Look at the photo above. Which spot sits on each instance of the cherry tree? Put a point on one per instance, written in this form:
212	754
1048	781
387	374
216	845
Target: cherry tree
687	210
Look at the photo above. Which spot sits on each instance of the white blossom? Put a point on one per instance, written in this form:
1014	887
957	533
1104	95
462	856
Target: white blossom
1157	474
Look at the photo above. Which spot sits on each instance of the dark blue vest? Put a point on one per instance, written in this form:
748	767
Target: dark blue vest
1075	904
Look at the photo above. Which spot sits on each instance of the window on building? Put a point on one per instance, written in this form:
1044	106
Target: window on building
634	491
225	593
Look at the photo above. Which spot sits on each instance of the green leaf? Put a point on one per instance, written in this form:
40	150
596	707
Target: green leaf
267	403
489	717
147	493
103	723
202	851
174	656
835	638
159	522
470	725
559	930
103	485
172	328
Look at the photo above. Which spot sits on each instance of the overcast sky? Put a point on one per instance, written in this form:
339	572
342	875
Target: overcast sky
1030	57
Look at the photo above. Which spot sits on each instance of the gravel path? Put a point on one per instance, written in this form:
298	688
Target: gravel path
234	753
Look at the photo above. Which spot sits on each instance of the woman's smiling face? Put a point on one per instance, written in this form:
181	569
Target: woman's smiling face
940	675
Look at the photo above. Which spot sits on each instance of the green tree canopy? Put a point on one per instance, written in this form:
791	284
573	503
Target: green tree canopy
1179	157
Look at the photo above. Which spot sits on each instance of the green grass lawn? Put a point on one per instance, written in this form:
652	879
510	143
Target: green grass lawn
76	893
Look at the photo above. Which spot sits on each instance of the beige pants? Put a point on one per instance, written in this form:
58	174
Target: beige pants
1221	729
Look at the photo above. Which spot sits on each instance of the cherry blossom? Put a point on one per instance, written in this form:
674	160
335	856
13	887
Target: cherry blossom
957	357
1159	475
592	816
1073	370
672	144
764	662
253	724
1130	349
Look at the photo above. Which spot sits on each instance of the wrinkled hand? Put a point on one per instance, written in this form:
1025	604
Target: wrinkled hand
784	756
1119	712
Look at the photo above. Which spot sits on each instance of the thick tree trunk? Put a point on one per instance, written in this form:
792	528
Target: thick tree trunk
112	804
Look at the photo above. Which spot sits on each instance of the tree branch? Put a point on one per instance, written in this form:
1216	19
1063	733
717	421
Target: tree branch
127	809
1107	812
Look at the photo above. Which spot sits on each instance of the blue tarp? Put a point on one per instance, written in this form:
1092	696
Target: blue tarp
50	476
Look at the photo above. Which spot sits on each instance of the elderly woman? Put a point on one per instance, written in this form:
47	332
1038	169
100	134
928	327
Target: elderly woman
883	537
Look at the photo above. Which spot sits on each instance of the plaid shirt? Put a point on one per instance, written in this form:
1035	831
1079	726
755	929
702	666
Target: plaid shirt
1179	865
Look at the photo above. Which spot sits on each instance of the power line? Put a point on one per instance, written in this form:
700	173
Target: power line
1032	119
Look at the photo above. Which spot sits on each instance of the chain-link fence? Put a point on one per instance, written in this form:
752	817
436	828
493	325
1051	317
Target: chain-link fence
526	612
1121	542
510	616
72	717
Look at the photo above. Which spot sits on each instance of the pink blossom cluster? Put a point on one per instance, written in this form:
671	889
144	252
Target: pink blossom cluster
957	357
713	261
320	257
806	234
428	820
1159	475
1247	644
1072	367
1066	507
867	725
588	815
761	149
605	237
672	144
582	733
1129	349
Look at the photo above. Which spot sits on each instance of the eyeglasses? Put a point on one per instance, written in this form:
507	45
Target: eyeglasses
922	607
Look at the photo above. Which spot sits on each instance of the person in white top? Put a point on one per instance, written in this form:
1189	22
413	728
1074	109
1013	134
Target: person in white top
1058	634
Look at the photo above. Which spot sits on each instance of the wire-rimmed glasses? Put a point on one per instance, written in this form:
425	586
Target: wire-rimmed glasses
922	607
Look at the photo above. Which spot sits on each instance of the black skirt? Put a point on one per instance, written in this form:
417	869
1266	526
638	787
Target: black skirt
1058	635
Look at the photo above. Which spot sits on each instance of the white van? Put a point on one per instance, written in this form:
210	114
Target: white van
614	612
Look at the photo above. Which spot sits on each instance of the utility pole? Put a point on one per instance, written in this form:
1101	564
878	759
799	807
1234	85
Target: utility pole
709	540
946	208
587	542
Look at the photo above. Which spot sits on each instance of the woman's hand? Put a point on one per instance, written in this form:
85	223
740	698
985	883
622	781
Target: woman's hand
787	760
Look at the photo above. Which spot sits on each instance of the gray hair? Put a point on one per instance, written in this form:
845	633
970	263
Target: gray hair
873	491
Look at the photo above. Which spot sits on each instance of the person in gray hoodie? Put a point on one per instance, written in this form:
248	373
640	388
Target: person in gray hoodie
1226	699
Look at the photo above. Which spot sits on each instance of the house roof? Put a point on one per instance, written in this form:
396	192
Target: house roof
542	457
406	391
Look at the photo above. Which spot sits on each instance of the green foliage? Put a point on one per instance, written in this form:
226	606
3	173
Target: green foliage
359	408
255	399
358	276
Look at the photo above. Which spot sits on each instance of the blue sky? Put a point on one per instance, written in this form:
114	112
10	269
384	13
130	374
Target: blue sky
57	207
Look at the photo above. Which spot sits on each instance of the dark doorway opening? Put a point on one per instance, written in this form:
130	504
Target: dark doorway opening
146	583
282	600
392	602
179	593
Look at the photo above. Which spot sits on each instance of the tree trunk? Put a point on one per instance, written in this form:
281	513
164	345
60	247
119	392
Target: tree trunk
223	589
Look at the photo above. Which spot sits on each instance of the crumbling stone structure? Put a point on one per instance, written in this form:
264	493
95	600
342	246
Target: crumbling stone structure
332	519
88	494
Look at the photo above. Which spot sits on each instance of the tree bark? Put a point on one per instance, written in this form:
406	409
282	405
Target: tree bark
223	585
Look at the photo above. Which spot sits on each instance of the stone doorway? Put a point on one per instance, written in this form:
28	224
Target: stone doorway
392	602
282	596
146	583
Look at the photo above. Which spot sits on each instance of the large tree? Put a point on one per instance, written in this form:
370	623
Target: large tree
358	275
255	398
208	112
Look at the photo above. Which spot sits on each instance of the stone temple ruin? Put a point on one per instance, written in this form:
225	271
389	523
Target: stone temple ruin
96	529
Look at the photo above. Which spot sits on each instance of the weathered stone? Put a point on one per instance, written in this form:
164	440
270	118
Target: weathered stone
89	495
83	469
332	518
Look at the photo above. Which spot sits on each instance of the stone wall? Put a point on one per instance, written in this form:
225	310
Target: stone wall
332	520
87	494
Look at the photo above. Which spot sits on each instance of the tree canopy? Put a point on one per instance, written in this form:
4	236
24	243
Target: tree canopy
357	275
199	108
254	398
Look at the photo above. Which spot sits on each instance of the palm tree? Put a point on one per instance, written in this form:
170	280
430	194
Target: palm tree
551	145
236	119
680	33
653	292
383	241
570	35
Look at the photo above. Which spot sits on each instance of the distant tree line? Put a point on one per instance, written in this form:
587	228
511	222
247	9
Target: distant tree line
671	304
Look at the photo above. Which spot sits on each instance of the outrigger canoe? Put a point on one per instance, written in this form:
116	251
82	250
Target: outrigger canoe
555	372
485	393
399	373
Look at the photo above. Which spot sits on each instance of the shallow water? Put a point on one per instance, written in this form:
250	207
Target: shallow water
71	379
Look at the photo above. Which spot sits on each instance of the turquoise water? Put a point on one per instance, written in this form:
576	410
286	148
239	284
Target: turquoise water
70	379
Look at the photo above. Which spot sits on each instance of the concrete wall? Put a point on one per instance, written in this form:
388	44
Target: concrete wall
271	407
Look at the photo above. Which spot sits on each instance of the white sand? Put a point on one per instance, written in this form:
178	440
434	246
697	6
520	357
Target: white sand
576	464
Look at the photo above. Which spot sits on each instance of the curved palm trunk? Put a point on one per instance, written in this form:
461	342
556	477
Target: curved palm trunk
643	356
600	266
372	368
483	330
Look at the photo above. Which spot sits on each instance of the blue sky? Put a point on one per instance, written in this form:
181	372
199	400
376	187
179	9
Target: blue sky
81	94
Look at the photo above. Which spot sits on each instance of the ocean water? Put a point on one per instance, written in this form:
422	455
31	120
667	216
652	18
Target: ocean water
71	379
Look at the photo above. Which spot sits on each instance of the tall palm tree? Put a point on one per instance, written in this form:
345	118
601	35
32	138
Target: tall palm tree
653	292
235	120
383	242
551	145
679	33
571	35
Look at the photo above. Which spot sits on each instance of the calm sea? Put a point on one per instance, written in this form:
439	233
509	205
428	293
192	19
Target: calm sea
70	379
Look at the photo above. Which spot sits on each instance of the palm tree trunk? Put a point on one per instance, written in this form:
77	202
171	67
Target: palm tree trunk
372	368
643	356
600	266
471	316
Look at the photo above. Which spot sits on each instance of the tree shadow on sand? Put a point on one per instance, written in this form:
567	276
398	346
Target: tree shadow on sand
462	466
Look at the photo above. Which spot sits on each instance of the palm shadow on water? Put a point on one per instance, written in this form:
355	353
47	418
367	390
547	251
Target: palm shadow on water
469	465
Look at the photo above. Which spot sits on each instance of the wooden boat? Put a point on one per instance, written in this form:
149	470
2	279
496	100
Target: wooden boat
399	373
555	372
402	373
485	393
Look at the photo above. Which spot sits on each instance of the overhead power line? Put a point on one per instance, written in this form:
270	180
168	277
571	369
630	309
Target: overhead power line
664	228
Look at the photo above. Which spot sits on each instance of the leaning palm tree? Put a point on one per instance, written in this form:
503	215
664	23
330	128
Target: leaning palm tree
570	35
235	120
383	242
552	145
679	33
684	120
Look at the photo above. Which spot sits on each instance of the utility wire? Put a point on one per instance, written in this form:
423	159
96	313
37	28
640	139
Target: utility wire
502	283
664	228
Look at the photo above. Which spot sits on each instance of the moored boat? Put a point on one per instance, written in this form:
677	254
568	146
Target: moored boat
* * * * * * * * *
» Instruction
Give back exactly the lines from the line containing "of the overhead" to the end of the entries, and no other lines.

» Output of the exercise
Look at the photo above. Which spot sits on each instance of the overhead power line? Put a point on one per instance, written in this form:
270	180
168	277
571	369
630	309
Target: overhead power line
664	228
Look at the photo above. Which spot sits on each instance of the leaning palm tree? Put a point on one per instance, written in this form:
503	215
664	23
330	128
Target: leaning palm tree
570	35
235	120
383	242
552	145
679	33
684	120
Look at the photo above. Which spot sits on each instance of the utility wire? Put a point on one per instance, written in this form:
423	159
96	313
37	28
640	139
Target: utility wire
502	283
664	228
Look at the photo above. Which spot sits on each instance of the moored boat? Put a point on one per instance, written in this form:
677	254
568	146
Target: moored boat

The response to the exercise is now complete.